• [Exercise details]:
Set down the entries once more, exactly as they are written.

• [Records supplied]:
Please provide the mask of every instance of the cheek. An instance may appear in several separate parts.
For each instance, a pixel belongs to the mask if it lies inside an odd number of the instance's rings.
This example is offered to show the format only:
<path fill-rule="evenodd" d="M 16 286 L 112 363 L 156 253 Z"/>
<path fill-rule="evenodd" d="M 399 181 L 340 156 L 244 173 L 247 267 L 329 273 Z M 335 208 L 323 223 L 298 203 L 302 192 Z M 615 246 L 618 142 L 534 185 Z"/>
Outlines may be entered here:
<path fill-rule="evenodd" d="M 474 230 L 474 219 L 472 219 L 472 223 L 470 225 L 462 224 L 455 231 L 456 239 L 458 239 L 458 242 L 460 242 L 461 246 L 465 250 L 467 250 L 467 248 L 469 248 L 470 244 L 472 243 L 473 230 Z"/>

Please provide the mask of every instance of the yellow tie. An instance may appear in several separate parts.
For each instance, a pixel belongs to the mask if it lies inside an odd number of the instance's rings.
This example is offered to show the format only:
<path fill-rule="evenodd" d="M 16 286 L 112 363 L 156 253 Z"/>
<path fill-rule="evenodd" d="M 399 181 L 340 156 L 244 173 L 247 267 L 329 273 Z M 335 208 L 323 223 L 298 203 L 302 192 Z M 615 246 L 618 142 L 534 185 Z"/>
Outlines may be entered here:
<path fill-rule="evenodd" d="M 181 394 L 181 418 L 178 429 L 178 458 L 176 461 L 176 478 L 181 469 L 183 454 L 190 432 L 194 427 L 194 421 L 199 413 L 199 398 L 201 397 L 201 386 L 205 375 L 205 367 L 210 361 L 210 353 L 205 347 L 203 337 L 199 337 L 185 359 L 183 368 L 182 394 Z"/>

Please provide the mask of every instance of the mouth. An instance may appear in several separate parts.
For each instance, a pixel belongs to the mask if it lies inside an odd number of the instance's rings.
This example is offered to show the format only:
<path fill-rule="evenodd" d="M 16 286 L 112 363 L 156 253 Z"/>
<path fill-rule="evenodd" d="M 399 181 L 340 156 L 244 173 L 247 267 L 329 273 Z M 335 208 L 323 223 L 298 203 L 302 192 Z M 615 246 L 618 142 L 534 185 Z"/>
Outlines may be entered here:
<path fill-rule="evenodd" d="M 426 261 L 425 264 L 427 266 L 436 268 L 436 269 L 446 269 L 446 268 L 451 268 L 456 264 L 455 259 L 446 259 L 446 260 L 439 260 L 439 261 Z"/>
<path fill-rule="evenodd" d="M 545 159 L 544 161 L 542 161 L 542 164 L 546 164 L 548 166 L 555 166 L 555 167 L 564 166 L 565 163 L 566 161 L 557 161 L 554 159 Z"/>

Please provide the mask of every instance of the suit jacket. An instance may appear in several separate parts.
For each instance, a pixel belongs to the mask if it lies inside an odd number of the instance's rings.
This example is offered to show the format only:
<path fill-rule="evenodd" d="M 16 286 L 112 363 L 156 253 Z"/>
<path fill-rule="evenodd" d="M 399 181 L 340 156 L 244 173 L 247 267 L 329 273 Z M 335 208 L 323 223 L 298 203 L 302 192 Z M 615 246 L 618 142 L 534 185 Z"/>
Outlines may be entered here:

• [Answer to the exercise]:
Please provide the mask of every instance of the cheek. An instance may appear in several separate parts.
For each instance, a pixel belongs to the mask if it lies inside an odd number of the instance's rings.
This example is offered to show the format only:
<path fill-rule="evenodd" d="M 16 286 L 112 363 L 156 253 Z"/>
<path fill-rule="evenodd" d="M 399 181 L 340 156 L 244 173 L 247 267 L 329 273 Z M 335 208 L 323 223 L 298 203 L 302 192 Z M 615 246 L 618 142 L 534 185 Z"/>
Outlines may be entered here:
<path fill-rule="evenodd" d="M 474 230 L 474 219 L 472 219 L 472 223 L 470 225 L 462 224 L 455 231 L 456 239 L 458 239 L 458 242 L 460 242 L 461 246 L 465 250 L 467 250 L 467 248 L 469 248 L 470 244 L 472 243 L 473 230 Z"/>

Please provide the mask of every instance of the yellow tie. An instance may appear in several separate parts.
For each instance, a pixel belongs to the mask if it lies inside an odd number of the instance's rings.
This example is offered to show the format only:
<path fill-rule="evenodd" d="M 16 286 L 112 363 L 156 253 Z"/>
<path fill-rule="evenodd" d="M 399 181 L 340 156 L 244 173 L 247 267 L 329 273 Z M 335 208 L 323 223 L 298 203 L 302 192 Z M 615 246 L 618 142 L 534 185 Z"/>
Outlines may be entered here:
<path fill-rule="evenodd" d="M 181 394 L 181 418 L 178 429 L 178 458 L 176 461 L 176 478 L 181 469 L 183 454 L 190 432 L 194 427 L 194 421 L 199 413 L 199 398 L 201 397 L 201 386 L 205 375 L 205 367 L 210 361 L 210 353 L 205 347 L 203 337 L 199 337 L 185 359 L 183 368 L 182 394 Z"/>

Please provide the mask of every instance of the mouth. An instance may appear in several separate parts.
For each instance, a pixel belongs to the mask if it lies inside an odd number of the instance's rings.
This example is offered to show the format only:
<path fill-rule="evenodd" d="M 16 286 L 112 363 L 156 253 Z"/>
<path fill-rule="evenodd" d="M 399 181 L 340 156 L 244 173 L 247 267 L 329 273 Z M 335 208 L 323 223 L 298 203 L 302 192 Z M 615 246 L 618 142 L 534 185 Z"/>
Outlines may be entered here:
<path fill-rule="evenodd" d="M 426 261 L 425 264 L 427 266 L 436 268 L 436 269 L 446 269 L 446 268 L 451 268 L 456 264 L 455 259 L 446 259 L 446 260 L 439 260 L 439 261 Z"/>
<path fill-rule="evenodd" d="M 545 159 L 544 161 L 542 161 L 542 164 L 546 164 L 548 166 L 555 166 L 555 167 L 564 166 L 565 163 L 566 161 L 557 161 L 554 159 Z"/>

Please provide the mask of every instance of the suit jacket. An instance may appear in several separate parts.
For each instance, a pixel belongs to the mask if it lies inside an odd number of the instance's rings.
This example is offered to show the format only:
<path fill-rule="evenodd" d="M 16 286 L 112 363 L 156 253 Z"/>
<path fill-rule="evenodd" d="M 399 181 L 340 156 L 244 173 L 247 267 L 329 273 Z M 335 208 L 323 223 L 298 203 L 302 192 Z M 615 246 L 618 142 L 534 185 Z"/>
Outlines may be entered here:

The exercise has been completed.